**Text segment**:

=== Section Start ===

NAT and nNAT constellations have distinct properties
Having established the organization of NAT and nNAT constellations, we analyzed the properties of their derived RNAs. CAGE-RRP40/ctrl signal ratios demonstrated that while NATs were largely exosome insensitive (Fig. 5a, left half of left panel and Fig. 5b), nNATs were highly exosome sensitive (Fig. 5a, left half of right panel and Fig. 5b). Similar results were derived from CAGE-MTR4/ctrl (Supplementary Fig. 4a) and RNA-seq-RRP40/ctrl ratios (Supplementary Fig. 4b). TIF-seq-RRP40+ZCCHC8 data demonstrated that the lengths of NATs and canonical mRNAs were comparable (Fig. 5c, left violin plot and top mid heat map), consistent with NATs being defined to overlap mRNA TSSs. Thus, NATs were typically transcribed across the host mRNA PROMPT territory (defined here as the 3kb region upstream of the host-mRNA TSS) and, based on TIF-seq-RRP40+ZCCHC8 data, shared 3′ends with the mRNA that initiated at the respective NAT TSS in 67.8% of the cases (Fig. 5c, top mid heat map and top right bar plot). Conversely, the exosome sensitive nNATs had on average similar lengths as conventional PROMPTs (Fig. 5c, left violin plot and bottom mid heat map). Hence, the location of nNAT 3′ends was highly correlated to the distance between the nNAT and host mRNA TSSs; i.e. proximally positioned nNATs transcribed across the host mRNA TSS into the host mRNA PROMPT territory whereas more distally positioned nNATs terminated before reaching the mRNA TSSs (Fig. 5c, bottom mid heat map and bottom right bar plot).
Figure 5. Properties of NATs and nNATs.
a: Heat maps of NAT (left) and nNAT (right) constellations as in Fig. 4b, but split up by reverse and forward (left and right half-panels, respectively) strands and showing log2 CAGE-RRP40/-ctrl ratios. Schematics on top show transcript configurations within constellations; yellow dashed lines indicate NAT/nNAT host mRNA and NAT/nNAT TSSs.
b: Average log2 CAGE-RRP40/-ctrl ratios of transcripts from NAT and nNAT constellations shown as bar plots, split up by transcript type. Error bars indicate 95% confidence intervals of means.

=== Section End ===

**Parts of the exercise**:
A – Rewrite the passage on NAT and nNAT properties from "a: Heat maps" to "intervals of means.", replacing "Error bars" with "Whiskers".
B – Answer these questions using the passage on NAT and nNAT properties:
(i) How is the host mRNA PROMPT territory defined?
(ii) In what percentage of cases did NATs share 3′ends with the mRNA that initiated at the respective NAT TSS?
(iii) What do the yellow dashed lines in the schematics indicate?

**Data for analysis**:
=== Section Start ===

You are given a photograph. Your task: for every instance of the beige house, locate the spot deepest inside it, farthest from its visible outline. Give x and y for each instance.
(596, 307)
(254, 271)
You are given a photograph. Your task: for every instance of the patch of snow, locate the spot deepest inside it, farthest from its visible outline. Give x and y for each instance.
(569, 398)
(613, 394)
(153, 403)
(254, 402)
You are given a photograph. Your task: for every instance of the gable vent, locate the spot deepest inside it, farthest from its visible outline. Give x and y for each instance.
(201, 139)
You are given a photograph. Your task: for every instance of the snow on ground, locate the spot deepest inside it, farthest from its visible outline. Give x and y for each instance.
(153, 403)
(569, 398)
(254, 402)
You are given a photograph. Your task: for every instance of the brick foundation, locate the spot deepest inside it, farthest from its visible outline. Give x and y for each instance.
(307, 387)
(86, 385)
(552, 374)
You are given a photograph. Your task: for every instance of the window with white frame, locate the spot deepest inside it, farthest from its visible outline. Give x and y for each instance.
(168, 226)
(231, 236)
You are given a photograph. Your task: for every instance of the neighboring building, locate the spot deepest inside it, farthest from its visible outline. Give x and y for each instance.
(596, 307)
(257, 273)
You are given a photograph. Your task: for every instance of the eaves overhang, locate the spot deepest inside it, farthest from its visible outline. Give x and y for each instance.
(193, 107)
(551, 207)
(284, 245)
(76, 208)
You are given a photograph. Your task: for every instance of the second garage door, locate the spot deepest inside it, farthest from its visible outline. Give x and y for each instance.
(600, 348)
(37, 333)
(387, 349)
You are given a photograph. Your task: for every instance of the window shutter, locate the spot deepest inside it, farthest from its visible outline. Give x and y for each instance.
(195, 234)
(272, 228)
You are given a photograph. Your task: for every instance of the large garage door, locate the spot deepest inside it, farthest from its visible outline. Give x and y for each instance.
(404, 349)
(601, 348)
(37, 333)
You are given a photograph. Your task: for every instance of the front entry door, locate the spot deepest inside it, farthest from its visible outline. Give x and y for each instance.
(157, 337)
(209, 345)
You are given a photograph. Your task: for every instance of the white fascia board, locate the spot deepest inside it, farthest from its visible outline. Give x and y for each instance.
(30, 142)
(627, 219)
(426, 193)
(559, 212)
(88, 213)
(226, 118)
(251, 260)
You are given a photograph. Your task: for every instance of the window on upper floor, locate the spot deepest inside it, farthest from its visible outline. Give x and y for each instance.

=== Section End ===
=== Section Start ===

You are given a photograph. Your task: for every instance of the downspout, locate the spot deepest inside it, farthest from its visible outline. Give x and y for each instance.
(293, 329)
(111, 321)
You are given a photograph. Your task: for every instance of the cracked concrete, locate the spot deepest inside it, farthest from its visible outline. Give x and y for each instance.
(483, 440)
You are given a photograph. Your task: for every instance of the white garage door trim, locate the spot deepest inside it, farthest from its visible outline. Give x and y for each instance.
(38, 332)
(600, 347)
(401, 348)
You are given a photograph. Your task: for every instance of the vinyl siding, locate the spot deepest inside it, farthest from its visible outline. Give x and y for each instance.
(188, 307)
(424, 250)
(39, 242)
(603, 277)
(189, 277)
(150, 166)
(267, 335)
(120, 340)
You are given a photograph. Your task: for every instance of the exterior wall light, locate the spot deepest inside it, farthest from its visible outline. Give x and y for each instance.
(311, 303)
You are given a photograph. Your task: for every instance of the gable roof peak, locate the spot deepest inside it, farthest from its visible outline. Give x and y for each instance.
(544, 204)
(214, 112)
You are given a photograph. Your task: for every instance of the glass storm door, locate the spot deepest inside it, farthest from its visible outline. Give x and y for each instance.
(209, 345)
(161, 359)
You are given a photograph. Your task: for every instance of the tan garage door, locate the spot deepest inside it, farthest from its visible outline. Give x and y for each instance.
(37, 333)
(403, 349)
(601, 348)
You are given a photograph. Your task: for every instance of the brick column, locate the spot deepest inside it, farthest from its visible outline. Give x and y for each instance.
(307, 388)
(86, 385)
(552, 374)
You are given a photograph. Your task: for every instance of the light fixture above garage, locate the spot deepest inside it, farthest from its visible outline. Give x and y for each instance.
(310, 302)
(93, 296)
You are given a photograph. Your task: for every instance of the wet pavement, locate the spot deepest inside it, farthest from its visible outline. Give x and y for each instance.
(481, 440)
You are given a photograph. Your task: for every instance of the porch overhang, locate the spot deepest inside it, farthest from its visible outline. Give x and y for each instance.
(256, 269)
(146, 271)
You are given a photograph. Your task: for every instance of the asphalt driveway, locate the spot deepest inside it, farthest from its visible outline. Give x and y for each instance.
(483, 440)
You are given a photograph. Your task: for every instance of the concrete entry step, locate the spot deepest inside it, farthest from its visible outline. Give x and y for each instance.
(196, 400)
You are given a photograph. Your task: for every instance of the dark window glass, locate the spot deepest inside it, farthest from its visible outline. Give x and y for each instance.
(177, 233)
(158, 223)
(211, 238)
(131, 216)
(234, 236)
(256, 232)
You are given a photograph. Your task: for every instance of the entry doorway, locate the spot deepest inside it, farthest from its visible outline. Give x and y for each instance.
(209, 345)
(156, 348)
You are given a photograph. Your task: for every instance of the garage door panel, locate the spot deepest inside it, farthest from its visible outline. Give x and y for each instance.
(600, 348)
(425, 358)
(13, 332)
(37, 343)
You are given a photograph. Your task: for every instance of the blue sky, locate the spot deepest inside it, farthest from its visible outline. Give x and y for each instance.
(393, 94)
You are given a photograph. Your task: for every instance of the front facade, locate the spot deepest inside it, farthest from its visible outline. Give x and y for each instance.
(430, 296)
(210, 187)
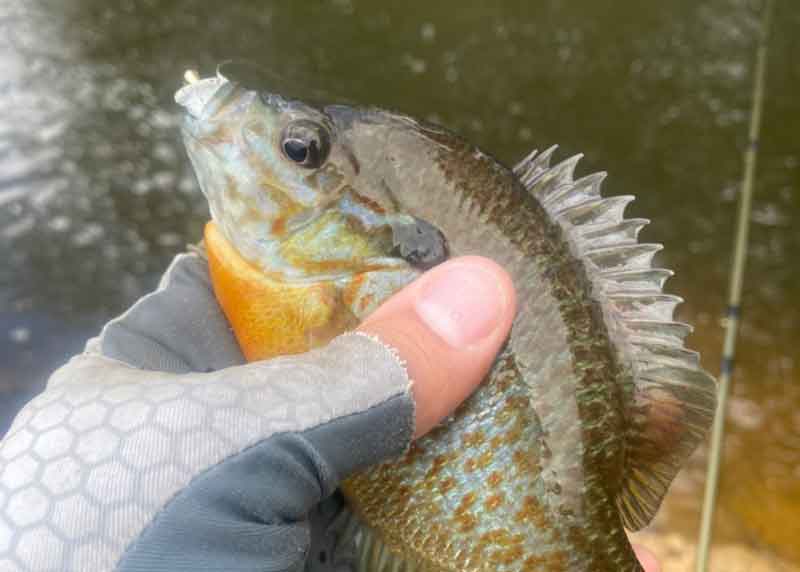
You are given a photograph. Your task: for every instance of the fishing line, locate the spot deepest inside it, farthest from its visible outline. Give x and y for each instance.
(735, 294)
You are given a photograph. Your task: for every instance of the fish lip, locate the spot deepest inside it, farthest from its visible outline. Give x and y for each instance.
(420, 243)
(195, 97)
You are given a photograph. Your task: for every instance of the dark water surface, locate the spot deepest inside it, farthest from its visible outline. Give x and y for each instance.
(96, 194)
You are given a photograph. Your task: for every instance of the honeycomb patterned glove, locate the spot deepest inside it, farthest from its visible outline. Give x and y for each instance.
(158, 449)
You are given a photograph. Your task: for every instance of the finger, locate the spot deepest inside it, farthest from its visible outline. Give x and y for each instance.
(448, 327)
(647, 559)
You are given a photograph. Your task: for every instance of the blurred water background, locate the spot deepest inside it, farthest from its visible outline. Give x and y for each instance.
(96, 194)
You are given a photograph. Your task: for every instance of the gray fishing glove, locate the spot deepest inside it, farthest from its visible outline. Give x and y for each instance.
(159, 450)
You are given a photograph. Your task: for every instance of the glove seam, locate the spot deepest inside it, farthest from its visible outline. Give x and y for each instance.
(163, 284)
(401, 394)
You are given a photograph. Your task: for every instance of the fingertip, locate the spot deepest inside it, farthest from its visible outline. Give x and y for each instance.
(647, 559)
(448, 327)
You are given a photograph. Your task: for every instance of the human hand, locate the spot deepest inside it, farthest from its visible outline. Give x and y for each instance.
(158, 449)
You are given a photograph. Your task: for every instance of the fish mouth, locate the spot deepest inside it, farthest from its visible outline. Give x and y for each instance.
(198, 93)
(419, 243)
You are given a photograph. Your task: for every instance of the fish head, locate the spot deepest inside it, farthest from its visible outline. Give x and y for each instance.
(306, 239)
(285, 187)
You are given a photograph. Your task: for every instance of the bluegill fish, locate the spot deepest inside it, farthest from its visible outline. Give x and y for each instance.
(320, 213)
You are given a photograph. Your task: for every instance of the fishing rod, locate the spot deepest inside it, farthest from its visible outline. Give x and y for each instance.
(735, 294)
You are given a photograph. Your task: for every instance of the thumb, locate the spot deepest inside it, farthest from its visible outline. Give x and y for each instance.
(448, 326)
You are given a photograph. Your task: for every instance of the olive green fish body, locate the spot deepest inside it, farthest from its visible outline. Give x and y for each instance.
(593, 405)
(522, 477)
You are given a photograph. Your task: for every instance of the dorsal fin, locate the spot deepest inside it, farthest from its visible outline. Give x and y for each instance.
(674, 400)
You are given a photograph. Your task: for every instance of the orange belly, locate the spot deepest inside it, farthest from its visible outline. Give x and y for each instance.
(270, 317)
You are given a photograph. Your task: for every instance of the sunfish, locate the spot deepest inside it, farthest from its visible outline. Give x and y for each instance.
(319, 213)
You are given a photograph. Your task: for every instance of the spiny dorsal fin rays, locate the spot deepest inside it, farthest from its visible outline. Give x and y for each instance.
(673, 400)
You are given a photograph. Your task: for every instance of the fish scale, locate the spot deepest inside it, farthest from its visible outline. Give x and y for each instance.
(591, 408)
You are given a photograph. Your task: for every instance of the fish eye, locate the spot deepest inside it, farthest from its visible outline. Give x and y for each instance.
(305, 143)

=== Section End ===
=== Section Start ===

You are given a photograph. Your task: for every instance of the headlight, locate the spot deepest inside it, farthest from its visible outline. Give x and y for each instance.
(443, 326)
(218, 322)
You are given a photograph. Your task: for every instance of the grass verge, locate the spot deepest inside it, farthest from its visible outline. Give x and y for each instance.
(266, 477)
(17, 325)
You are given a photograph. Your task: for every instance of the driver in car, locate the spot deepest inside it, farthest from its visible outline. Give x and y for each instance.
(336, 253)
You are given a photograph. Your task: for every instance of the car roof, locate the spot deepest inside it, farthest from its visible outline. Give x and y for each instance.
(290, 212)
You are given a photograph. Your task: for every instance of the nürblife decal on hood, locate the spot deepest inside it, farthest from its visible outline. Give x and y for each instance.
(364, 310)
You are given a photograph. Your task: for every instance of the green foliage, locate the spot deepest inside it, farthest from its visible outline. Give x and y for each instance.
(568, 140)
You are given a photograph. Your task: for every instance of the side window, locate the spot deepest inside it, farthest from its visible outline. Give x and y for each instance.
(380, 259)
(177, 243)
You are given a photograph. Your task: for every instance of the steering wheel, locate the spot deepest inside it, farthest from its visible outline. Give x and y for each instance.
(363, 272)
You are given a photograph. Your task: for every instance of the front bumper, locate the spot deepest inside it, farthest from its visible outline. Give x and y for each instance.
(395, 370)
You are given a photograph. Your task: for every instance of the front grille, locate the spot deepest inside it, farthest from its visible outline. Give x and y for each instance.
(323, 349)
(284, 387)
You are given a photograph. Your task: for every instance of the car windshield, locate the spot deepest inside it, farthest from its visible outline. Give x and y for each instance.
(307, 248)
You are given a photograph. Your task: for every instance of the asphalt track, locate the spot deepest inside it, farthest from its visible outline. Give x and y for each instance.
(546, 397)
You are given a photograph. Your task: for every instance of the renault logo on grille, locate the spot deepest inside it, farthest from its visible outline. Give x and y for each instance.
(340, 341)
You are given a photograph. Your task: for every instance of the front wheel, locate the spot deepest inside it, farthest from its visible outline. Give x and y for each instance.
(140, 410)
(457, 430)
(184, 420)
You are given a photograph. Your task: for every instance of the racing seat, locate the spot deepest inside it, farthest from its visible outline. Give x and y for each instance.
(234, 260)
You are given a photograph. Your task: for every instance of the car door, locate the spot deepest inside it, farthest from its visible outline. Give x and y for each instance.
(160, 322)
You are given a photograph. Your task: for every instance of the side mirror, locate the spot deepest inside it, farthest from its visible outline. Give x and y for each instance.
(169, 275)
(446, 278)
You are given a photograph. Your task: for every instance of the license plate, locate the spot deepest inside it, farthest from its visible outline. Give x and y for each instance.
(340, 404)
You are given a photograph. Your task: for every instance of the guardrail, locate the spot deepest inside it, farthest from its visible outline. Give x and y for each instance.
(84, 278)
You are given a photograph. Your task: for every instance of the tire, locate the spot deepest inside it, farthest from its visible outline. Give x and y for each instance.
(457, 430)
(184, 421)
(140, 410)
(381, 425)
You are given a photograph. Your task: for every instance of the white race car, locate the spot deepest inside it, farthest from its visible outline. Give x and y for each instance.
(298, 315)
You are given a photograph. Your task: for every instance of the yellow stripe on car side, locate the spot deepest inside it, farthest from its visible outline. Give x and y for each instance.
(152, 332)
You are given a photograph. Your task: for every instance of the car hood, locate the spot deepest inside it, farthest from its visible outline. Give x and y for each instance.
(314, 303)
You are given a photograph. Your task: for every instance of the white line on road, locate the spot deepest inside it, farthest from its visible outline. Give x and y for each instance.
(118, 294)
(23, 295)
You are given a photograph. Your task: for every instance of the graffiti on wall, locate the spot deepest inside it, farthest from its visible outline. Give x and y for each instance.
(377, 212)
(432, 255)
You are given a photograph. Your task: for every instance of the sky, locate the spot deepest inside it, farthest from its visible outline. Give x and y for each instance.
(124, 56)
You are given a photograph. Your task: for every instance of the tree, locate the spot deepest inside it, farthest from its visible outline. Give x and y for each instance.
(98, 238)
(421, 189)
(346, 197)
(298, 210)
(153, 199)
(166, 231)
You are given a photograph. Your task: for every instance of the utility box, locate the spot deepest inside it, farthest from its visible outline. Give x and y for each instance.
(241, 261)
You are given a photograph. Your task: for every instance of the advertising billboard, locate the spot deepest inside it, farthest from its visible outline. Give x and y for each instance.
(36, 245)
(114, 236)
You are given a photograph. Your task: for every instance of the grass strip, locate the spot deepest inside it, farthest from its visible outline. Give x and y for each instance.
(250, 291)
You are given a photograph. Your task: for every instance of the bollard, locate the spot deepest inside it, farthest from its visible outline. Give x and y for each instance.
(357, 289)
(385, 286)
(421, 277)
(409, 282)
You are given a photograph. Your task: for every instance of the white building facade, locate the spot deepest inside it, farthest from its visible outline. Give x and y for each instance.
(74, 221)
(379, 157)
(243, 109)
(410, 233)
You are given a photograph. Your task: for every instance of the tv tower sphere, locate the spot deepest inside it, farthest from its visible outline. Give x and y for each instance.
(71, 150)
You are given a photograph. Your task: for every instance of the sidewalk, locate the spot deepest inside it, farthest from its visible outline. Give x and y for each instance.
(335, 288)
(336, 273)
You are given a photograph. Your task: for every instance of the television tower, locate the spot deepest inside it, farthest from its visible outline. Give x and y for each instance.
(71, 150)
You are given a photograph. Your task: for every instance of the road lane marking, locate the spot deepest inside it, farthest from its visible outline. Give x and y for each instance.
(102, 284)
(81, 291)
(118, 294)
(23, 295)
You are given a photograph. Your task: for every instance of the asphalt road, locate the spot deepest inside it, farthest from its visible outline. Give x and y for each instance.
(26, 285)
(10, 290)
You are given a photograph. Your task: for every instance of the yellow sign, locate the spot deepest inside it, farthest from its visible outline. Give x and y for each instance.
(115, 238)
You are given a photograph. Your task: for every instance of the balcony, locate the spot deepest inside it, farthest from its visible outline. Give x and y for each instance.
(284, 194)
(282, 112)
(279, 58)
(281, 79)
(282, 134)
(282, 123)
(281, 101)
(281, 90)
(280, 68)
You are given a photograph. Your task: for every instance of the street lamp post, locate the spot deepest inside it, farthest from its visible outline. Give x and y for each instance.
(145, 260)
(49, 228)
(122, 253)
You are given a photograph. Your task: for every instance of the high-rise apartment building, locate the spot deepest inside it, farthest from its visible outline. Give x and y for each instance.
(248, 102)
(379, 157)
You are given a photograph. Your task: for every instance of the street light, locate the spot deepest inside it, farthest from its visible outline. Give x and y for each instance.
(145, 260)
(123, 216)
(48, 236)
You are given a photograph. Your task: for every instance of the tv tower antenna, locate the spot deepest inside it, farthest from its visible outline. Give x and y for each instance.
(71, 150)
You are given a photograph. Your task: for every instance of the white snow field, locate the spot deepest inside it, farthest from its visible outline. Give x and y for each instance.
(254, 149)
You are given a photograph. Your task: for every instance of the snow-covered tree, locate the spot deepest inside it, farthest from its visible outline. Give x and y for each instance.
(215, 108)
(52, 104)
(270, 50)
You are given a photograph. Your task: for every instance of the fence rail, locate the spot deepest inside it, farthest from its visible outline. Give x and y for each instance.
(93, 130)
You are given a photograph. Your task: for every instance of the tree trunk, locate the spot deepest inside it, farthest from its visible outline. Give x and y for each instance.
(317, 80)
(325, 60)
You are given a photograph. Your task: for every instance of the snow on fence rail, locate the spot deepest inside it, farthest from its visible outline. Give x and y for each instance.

=== Section End ===

**Outputs by task**:
A –
a: Heat maps of NAT (left) and nNAT (right) constellations as in Fig. 4b, but split up by reverse and forward (left and right half-panels, respectively) strands and showing log2 CAGE-RRP40/-ctrl ratios. Schematics on top show transcript configurations within constellations; yellow dashed lines indicate NAT/nNAT host mRNA and NAT/nNAT TSSs.
b: Average log2 CAGE-RRP40/-ctrl ratios of transcripts from NAT and nNAT constellations shown as bar plots, split up by transcript type. Whiskers indicate 95% confidence intervals of means.

B –
(i) It is the 3kb region upstream of the host-mRNA TSS.
(ii) In 67.8% of the cases.
(iii) They indicate NAT/nNAT host mRNA and NAT/nNAT TSSs.